-- EXERCISE OBJECTIVE --
A single number is needed: how many lines of the data hold the word "above".

-- MATERIAL FOR THIS EXERCISE --
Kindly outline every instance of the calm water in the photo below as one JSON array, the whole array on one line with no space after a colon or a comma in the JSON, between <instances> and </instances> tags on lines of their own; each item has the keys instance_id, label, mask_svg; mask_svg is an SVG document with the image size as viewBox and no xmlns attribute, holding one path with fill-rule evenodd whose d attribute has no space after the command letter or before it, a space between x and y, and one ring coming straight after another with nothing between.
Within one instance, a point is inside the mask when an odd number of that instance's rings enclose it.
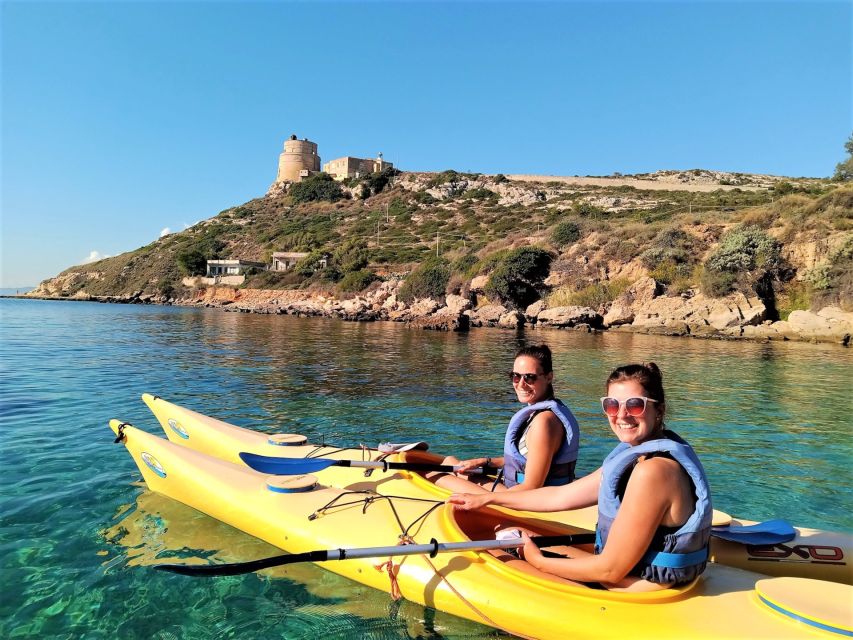
<instances>
[{"instance_id":1,"label":"calm water","mask_svg":"<svg viewBox=\"0 0 853 640\"><path fill-rule=\"evenodd\" d=\"M597 398L610 369L655 360L668 422L698 450L715 505L752 519L853 530L853 351L572 332L468 335L390 323L218 310L0 300L0 636L486 638L486 627L313 565L201 580L145 565L180 549L223 561L275 549L150 494L107 427L159 433L143 392L329 443L408 438L499 453L525 340L555 352L582 429L579 470L613 446Z\"/></svg>"}]
</instances>

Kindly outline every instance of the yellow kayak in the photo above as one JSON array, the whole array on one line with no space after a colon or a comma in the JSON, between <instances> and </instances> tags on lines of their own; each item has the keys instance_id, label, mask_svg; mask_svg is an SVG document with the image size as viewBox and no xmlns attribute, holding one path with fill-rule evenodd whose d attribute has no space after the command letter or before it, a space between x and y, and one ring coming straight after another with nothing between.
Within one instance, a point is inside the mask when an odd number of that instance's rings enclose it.
<instances>
[{"instance_id":1,"label":"yellow kayak","mask_svg":"<svg viewBox=\"0 0 853 640\"><path fill-rule=\"evenodd\" d=\"M347 487L277 476L110 422L149 489L290 553L464 542L495 524L565 533L537 517L454 511L424 498L408 472L363 475ZM192 436L191 436L192 437ZM283 492L284 490L284 492ZM853 634L853 588L766 578L718 564L681 588L614 593L575 586L482 551L323 563L342 576L528 638L828 638ZM174 577L175 580L201 578ZM793 581L793 582L792 582Z\"/></svg>"},{"instance_id":2,"label":"yellow kayak","mask_svg":"<svg viewBox=\"0 0 853 640\"><path fill-rule=\"evenodd\" d=\"M373 449L340 449L311 445L297 434L270 436L205 416L147 393L142 399L154 413L169 440L235 464L243 464L239 457L241 452L286 458L375 459L380 455ZM408 451L394 459L435 463L441 460L441 456L422 451ZM329 467L316 475L324 484L341 488L349 488L364 479L364 472L346 467ZM436 500L447 498L447 491L435 486L423 476L415 473L407 476L408 482L415 485L423 497ZM498 509L513 513L511 510ZM595 507L589 507L527 515L592 531L595 529L597 514ZM720 511L714 512L714 526L748 527L756 524L751 520L732 519ZM853 565L850 564L850 558L853 556L853 536L805 527L796 527L795 531L796 537L793 540L781 544L752 545L712 537L711 561L771 576L815 578L853 584Z\"/></svg>"}]
</instances>

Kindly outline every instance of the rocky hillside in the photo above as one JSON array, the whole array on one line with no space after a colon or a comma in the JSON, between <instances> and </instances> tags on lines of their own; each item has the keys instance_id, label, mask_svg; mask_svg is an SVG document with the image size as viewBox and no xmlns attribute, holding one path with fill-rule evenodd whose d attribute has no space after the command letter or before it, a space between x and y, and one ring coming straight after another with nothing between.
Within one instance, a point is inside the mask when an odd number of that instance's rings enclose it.
<instances>
[{"instance_id":1,"label":"rocky hillside","mask_svg":"<svg viewBox=\"0 0 853 640\"><path fill-rule=\"evenodd\" d=\"M704 170L575 178L388 173L343 185L322 178L276 186L183 232L67 269L31 295L202 301L209 292L182 280L205 259L269 263L274 251L306 251L294 270L251 275L242 293L229 295L250 299L263 290L345 301L393 289L390 306L429 299L446 308L450 299L475 324L487 307L514 311L509 323L582 307L601 326L621 326L636 318L614 314L650 278L654 285L640 289L652 286L654 298L696 306L671 310L670 320L713 315L714 301L732 296L764 309L746 326L792 311L853 307L850 186ZM323 256L327 266L319 268Z\"/></svg>"}]
</instances>

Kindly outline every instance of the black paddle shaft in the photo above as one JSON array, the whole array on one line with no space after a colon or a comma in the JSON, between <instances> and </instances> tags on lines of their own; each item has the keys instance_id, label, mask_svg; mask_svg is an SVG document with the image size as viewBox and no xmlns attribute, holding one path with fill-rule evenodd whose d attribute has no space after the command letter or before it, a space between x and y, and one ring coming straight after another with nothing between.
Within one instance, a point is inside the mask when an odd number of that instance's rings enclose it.
<instances>
[{"instance_id":1,"label":"black paddle shaft","mask_svg":"<svg viewBox=\"0 0 853 640\"><path fill-rule=\"evenodd\" d=\"M563 536L538 536L531 538L537 547L550 547L556 545L590 544L595 541L594 533L580 533ZM393 555L412 555L422 553L434 556L442 551L471 550L470 545L483 545L484 548L500 548L497 545L501 541L483 540L479 542L439 543L435 540L428 545L397 545L394 547L374 547L364 549L322 549L317 551L306 551L305 553L292 553L249 562L234 562L230 564L158 564L154 568L160 571L169 571L184 576L236 576L243 573L251 573L271 567L297 562L325 562L327 560L346 560L347 558L367 558ZM468 549L464 549L466 545ZM516 546L518 546L516 544Z\"/></svg>"},{"instance_id":2,"label":"black paddle shaft","mask_svg":"<svg viewBox=\"0 0 853 640\"><path fill-rule=\"evenodd\" d=\"M336 467L357 467L360 461L358 460L338 460L335 462L334 466ZM453 465L449 464L435 464L431 462L389 462L388 460L381 461L382 466L386 469L402 469L404 471L443 471L447 473L453 473L457 469ZM492 473L497 471L496 467L478 467L477 469L472 469L471 471L481 471L483 473Z\"/></svg>"}]
</instances>

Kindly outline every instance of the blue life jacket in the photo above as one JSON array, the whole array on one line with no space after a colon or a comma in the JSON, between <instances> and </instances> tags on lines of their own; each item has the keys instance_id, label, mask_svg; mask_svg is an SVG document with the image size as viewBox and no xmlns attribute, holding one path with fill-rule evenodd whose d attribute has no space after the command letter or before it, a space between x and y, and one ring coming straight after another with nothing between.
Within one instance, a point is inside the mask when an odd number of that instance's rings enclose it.
<instances>
[{"instance_id":1,"label":"blue life jacket","mask_svg":"<svg viewBox=\"0 0 853 640\"><path fill-rule=\"evenodd\" d=\"M598 491L595 552L601 553L607 543L610 527L622 504L620 479L640 456L658 452L668 454L690 476L696 506L687 522L674 531L672 527L658 527L648 552L631 570L630 575L657 584L681 584L690 582L705 570L713 509L702 463L691 446L672 431L664 431L663 438L649 440L635 447L623 442L604 459Z\"/></svg>"},{"instance_id":2,"label":"blue life jacket","mask_svg":"<svg viewBox=\"0 0 853 640\"><path fill-rule=\"evenodd\" d=\"M527 429L530 420L540 411L553 411L566 430L565 439L551 459L551 468L545 477L545 485L569 484L575 479L575 462L578 459L578 441L580 440L578 421L569 411L569 408L559 400L543 400L527 405L509 421L509 427L504 438L503 468L503 483L507 487L513 487L524 481L524 467L527 464L527 458L521 455L518 450L518 441Z\"/></svg>"}]
</instances>

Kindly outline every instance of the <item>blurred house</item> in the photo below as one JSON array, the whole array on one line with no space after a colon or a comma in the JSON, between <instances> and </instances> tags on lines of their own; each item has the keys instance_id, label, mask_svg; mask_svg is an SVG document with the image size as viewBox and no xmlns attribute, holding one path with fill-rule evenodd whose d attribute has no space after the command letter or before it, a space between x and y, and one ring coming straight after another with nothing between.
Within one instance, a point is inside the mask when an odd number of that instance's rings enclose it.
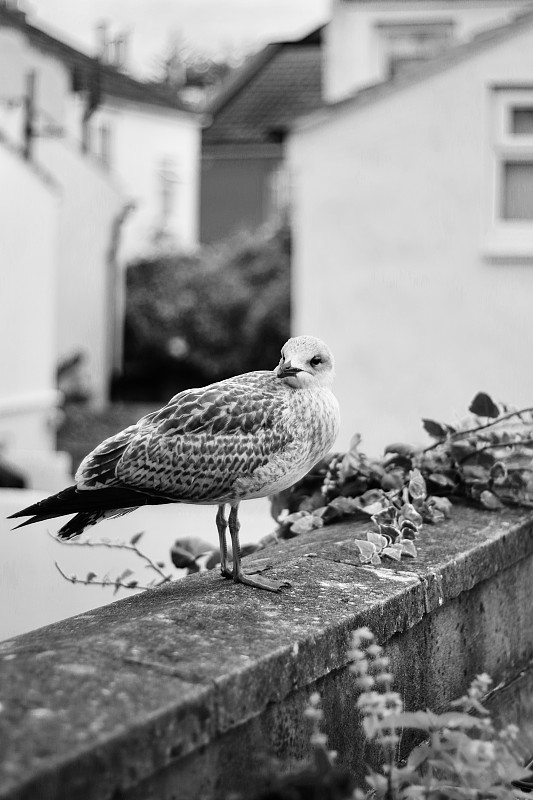
<instances>
[{"instance_id":1,"label":"blurred house","mask_svg":"<svg viewBox=\"0 0 533 800\"><path fill-rule=\"evenodd\" d=\"M207 109L202 135L200 240L275 220L287 208L285 138L322 104L322 29L252 56Z\"/></svg>"},{"instance_id":2,"label":"blurred house","mask_svg":"<svg viewBox=\"0 0 533 800\"><path fill-rule=\"evenodd\" d=\"M324 99L341 100L503 25L531 0L332 0Z\"/></svg>"},{"instance_id":3,"label":"blurred house","mask_svg":"<svg viewBox=\"0 0 533 800\"><path fill-rule=\"evenodd\" d=\"M342 447L356 431L370 453L421 440L421 417L461 416L480 390L532 404L527 9L334 3L335 102L288 154L293 327L336 353Z\"/></svg>"},{"instance_id":4,"label":"blurred house","mask_svg":"<svg viewBox=\"0 0 533 800\"><path fill-rule=\"evenodd\" d=\"M197 116L123 72L123 57L105 30L91 58L0 2L0 443L11 452L53 447L61 364L82 361L89 399L107 400L127 261L196 244Z\"/></svg>"}]
</instances>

-- RESPONSE TO THIS TASK --
4